◆ WORK INSTRUCTIONS:
Word for word, set down the records and skip each picture.

◆ INFORMATION SHOWN:
==========

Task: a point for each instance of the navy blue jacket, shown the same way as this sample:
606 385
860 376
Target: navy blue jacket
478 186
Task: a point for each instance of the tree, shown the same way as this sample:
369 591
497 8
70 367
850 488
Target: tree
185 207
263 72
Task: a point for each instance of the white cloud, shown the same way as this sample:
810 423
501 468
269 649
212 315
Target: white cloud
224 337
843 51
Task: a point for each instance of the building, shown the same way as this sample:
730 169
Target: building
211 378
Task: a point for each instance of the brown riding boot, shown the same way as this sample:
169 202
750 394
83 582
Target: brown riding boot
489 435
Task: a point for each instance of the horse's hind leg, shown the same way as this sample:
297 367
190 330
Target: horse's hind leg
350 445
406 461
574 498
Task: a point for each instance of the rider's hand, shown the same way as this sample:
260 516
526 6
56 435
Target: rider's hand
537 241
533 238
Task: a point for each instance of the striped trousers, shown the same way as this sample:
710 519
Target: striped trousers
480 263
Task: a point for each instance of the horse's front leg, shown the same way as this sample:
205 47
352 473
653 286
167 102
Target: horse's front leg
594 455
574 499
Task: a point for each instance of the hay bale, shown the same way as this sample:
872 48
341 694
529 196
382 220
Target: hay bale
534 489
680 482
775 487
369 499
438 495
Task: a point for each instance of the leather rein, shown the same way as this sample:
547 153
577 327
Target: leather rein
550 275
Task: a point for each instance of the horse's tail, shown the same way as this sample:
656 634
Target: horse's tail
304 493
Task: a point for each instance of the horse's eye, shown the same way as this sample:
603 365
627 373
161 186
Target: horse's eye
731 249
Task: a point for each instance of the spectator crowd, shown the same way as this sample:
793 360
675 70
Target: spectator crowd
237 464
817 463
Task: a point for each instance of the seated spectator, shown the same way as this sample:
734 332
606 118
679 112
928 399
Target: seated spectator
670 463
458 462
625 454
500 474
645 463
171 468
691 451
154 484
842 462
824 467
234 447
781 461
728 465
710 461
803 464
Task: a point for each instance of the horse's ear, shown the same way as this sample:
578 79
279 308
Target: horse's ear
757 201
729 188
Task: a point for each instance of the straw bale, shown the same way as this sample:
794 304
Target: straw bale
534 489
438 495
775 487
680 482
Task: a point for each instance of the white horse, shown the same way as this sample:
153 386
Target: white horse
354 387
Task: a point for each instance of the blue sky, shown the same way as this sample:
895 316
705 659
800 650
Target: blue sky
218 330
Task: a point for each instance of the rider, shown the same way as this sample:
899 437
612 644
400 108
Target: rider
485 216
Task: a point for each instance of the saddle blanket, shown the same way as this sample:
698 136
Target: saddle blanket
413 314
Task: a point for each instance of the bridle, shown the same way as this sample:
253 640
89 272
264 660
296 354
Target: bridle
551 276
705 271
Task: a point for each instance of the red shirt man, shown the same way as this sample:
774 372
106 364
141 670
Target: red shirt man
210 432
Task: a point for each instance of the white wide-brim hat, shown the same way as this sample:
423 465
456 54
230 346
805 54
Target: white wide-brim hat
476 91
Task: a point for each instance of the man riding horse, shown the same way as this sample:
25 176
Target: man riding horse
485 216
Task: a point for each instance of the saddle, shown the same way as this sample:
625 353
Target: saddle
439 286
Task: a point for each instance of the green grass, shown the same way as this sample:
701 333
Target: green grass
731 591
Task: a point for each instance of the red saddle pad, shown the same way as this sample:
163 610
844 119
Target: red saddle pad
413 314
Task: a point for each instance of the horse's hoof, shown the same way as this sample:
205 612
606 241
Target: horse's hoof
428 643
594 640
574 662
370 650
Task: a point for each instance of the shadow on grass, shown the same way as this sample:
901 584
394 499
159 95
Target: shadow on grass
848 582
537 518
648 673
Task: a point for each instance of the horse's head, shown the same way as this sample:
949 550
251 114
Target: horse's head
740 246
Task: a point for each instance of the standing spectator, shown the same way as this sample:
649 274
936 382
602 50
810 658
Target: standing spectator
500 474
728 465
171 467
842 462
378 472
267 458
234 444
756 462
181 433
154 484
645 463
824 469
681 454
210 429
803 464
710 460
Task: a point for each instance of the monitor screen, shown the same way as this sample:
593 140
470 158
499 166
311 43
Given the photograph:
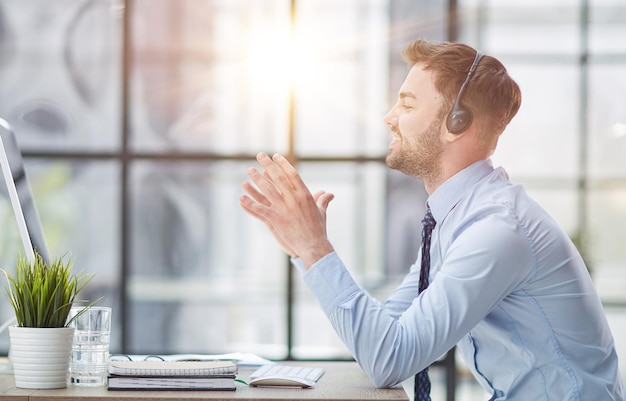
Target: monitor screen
17 189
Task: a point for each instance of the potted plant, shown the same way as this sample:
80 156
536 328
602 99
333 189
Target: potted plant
41 295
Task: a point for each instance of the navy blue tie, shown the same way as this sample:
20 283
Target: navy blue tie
422 381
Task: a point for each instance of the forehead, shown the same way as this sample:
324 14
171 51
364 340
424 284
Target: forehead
418 84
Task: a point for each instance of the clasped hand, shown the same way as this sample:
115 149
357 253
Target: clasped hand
281 200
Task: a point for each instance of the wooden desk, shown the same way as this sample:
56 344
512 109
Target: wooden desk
342 381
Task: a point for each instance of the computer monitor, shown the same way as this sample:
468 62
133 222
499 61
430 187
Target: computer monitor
20 194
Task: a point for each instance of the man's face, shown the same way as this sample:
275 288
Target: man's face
416 122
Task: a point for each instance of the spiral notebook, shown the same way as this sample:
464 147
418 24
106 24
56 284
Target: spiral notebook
168 368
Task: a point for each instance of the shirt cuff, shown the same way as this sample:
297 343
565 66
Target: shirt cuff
330 282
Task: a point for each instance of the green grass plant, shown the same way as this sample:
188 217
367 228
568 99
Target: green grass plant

==========

◆ CORRECT RESPONSE:
Task: a point for each instance of the navy blue jacket, shown the same way as this sample:
606 385
860 376
Target: navy blue jacket
478 186
Task: a point for each instance of the tree, shown the same way as this sample:
369 591
497 8
70 367
850 488
Target: tree
185 207
263 72
Task: a point for each instance of the white cloud, shown the same way as this sample:
810 423
501 468
269 649
212 315
Target: white cloud
224 337
843 51
Task: a point for each instance of the building, shown the same way as this sample:
730 169
Target: building
211 378
Task: a point for each instance of the brown riding boot, shown the same way as this sample:
169 202
750 394
83 582
Target: brown riding boot
489 435
Task: a point for each instance of the horse's hind leg, shown the same way as this sample:
297 367
190 330
Target: horse's hind leg
350 445
406 461
574 498
Task: a point for each instance of the rider's hand, shown the same way as this sample:
260 516
526 6
56 435
Target: rider's hand
537 241
533 238
Task: a point for each instance of the striped trousers, shown the same way as this sample:
710 519
Target: striped trousers
480 263
Task: a point for each instance of the horse's front leg, shown the same way as this sample:
205 47
352 473
653 286
167 102
Target: horse's front leg
594 455
574 499
Task: a point for each instance of the hay bale, shown the same way as this sample:
872 48
341 694
529 196
382 220
Target: hay bale
534 489
680 482
775 487
369 499
438 495
Task: a point for each instance of the leather rein, shown the same way as this sample:
547 153
577 327
Target: leather rein
550 275
Task: a point for each instance of the horse's tail, shown the same way as this sample:
656 634
Target: horse's tail
304 493
Task: a point for each instance of the horse's eye, shown the same way as this sample:
603 365
627 373
161 186
Target: horse's eye
731 249
Task: a point for each instance of the spectator crowd, shown the same way as this sample:
793 360
675 70
Target: spectator crowd
237 464
817 463
Task: a point for each instance of the seated spectator, shown the same way as this sample:
734 332
606 118
679 112
928 399
Target: seated spectator
670 463
458 462
625 454
500 474
645 463
171 468
691 451
154 484
842 462
824 467
234 447
781 461
728 465
710 461
803 464
Task: a point for each instance of the horse's ear, shown the same way as this sample:
578 79
279 308
Target: horse's ear
757 201
729 188
Task: a point for each instance of the straw bale, shown the same way as this sample:
794 304
Target: straw bale
534 489
438 495
775 487
680 482
Task: a point for each instance of the white horse, shown the same way as this sample:
153 386
Target: white horse
354 387
Task: a point for each instance of the blue sky, shown the same way as this sample:
895 316
705 659
800 650
Target: blue sky
218 330
Task: a point for each instance of the rider, shown the same way as this sample:
899 437
612 644
400 108
Target: rider
485 216
Task: a point for each instance of the saddle blanket, shown the same way as this sample:
698 136
Target: saddle blanket
413 314
Task: a point for each instance of the bridle, shown the same way as this sample:
253 640
89 272
264 660
296 354
Target: bridle
551 276
705 271
Task: a point for each instance of the red shirt man, shown the same way as this sample:
774 372
106 364
141 670
Target: red shirt man
210 432
Task: a point for each instance of the white wide-brim hat, shown the same way as this sample:
423 465
456 54
230 346
805 54
Target: white wide-brim hat
476 91
Task: a point for each instance of the man riding horse, shown the same way as this sample:
25 176
Target: man riding horse
485 216
Task: a point for each instance of the saddle, shown the same way as this sample:
625 353
Target: saddle
439 286
Task: a point for each instance of the green grass, shown the same way as this sample:
701 333
Target: green grass
731 591
Task: a point for each instance of the red saddle pad, shown the same way as this sample:
163 610
844 119
Target: red saddle pad
413 314
Task: a point for each instance of the horse's hoof, shown the same way as this sample:
205 612
606 241
Target: horse's hoof
428 643
594 640
574 662
370 650
Task: a point for each instance of the shadow on grass, shown the same way as this sample:
901 584
394 499
159 95
Target: shadow on grass
848 582
537 518
648 673
Task: a point for each instance of the horse's head, shown the same way as this sample:
949 550
251 114
Target: horse's head
740 246
Task: a point for each instance of the standing spectator, shown the same way as this sample:
649 274
936 382
602 50
810 658
Target: standing spectator
500 474
728 465
171 467
842 462
378 472
267 458
234 444
756 462
181 433
154 484
645 463
824 469
681 454
210 429
803 464
710 460
Task: a point for each instance of the monitor screen, shown the same way as this sample:
593 140
470 158
499 166
311 43
Given the photograph:
Target: monitor screen
17 189
Task: a point for each instance of the potted plant, shown the same way as this sample:
80 156
536 328
602 99
333 189
Target: potted plant
41 295
Task: a point for each instance of the navy blue tie, shown the same way as this sample:
20 283
Target: navy blue tie
422 381
Task: a point for each instance of the forehead, shown the same way as this sample:
324 14
171 51
364 340
424 284
Target: forehead
418 84
Task: a point for each instance of the clasped hand, shown the same way as this sample:
115 149
357 253
Target: clasped hand
281 200
Task: a point for each instance of the wooden desk, shown the same way as this sample:
56 344
512 109
Target: wooden desk
342 381
Task: a point for each instance of the computer monitor, shown the same way as this sample:
468 62
133 222
499 61
430 187
Target: computer monitor
20 194
Task: a point for each instance of the man's face, shown the same way as this sample:
275 288
Target: man's face
416 122
Task: a point for each instance of the spiral notebook, shown the same way as this sample:
464 147
418 24
106 24
56 284
Target: spiral notebook
168 368
Task: a point for each instance of the shirt cuff, shown the same way as this sample:
297 343
565 66
Target: shirt cuff
330 282
Task: a point for each instance of the green grass plant, shown the same way as this sample:
188 217
367 228
568 99
Target: green grass plant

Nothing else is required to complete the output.